# Protect edge of auger housing HS724



## KingTito (Jan 24, 2018)

Now that my rebuilt HS724 is running like a champ, I seem to recall seeing someone post pics of using split tubing to protect the leading edge of the auger housing from scuffs/nicks. After searching for a bit I couldn't find it.


I am sure I can raid my stash of tubing and make something work. However, if someone has a recommendation, I figure it would save me time.


Thanks!


----------



## Freddy Ford (Jan 30, 2018)

You want a nice thick door edge guard. I use this one and it secures very tightly and is durable.

https://www.amazon.com/gp/product/B073SPK7GT/ref=oh_aui_detailpage_o05_s00?ie=UTF8&psc=1


----------



## orangputeh (Nov 24, 2016)

Freddy Ford said:


> You want a nice thick door edge guard. I use this one and it secures very tightly and is durable.
> 
> https://www.amazon.com/gp/product/B073SPK7GT/ref=oh_aui_detailpage_o05_s00?ie=UTF8&psc=1


how does that protect since it is so soft? wouldn't it just wear away quickly? just wondering how long this lasts for you. seems like a real good idea if you don't have side skids.

i can see how a stronger plastic like tubing would last longer?


----------



## YSHSfan (Jun 25, 2014)

orangputeh said:


> how does that protect since it is so soft? wouldn't it just wear away quickly? just wondering how long this lasts for you. seems like a real good idea if you don't have side skids.
> 
> i can see how a stronger plastic like tubing would last longer?


This is more for the front area, not to act as skids.


----------



## Kiss4aFrog (Nov 3, 2013)

orangputeh, This is door edge guard which is a pretty resilient plastic. I think you have the foam door gasket/seal in mind.
.


----------



## dhazelton (Dec 8, 2014)

Actually not a bad idea. When you run the blower next to a parked vehicle sometimes it wants to get away from you - this would protect the vehicles paint.


----------



## KingTito (Jan 24, 2018)

Thanks! This is what I am looking for. To protect the edge in case I run up against something and to protect what I run up against. I have side skids installed so I want to do exactly what is shown in this picture. Thanks!


----------



## FullThrottle (Apr 7, 2017)

Hi Bud
What type of edging is this.looks good,I like to get this for mine,do you have any issues with salt getting under it and causing corrosion, or do you remove it periodically and clean the edge. 




YSHSfan said:


> This is more for the front area, not to act as skids.


----------



## superbuick (Oct 27, 2010)

I use the same stuff


----------



## FullThrottle (Apr 7, 2017)

superbuick said:


> I use the same stuff


Do you have any issues with salt getting under the edging or do you periodically remove and clean it,also is it fairly rigid and difficult to slide over the edge .Thanks


----------



## YSHSfan (Jun 25, 2014)

[Given data]:

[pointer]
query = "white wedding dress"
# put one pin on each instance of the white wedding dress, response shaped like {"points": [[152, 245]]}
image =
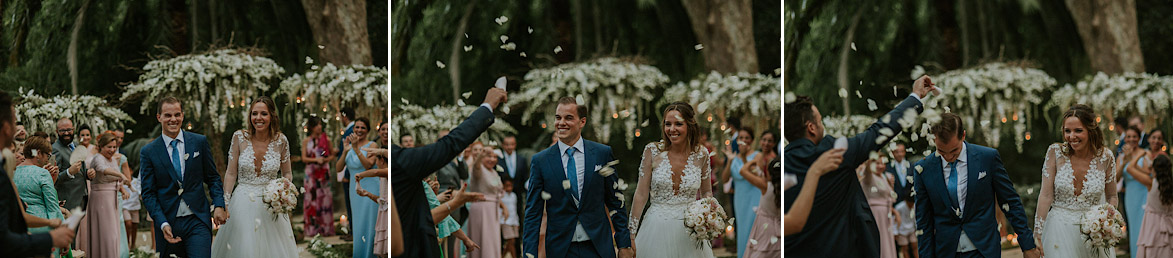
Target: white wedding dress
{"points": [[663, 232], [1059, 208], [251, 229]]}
==
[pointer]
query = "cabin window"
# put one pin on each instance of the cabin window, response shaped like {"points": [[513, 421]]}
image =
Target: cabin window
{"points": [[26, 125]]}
* * *
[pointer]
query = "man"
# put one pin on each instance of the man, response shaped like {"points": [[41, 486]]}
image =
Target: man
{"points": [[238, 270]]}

[Work instructions]:
**A)** Transcribe the auger housing thread word for word, starting at "# Protect edge" and ending at "save me time.".
**B)** Pick out each line of the rows that contains the string "window".

[Worked solutions]:
**A)**
# Protect edge of auger housing HS724



## KingTito (Jan 24, 2018)

Now that my rebuilt HS724 is running like a champ, I seem to recall seeing someone post pics of using split tubing to protect the leading edge of the auger housing from scuffs/nicks. After searching for a bit I couldn't find it.


I am sure I can raid my stash of tubing and make something work. However, if someone has a recommendation, I figure it would save me time.

**B)**
query = "cabin window"
# put one pin on each instance of the cabin window, response shaped like {"points": [[513, 421]]}
Target: cabin window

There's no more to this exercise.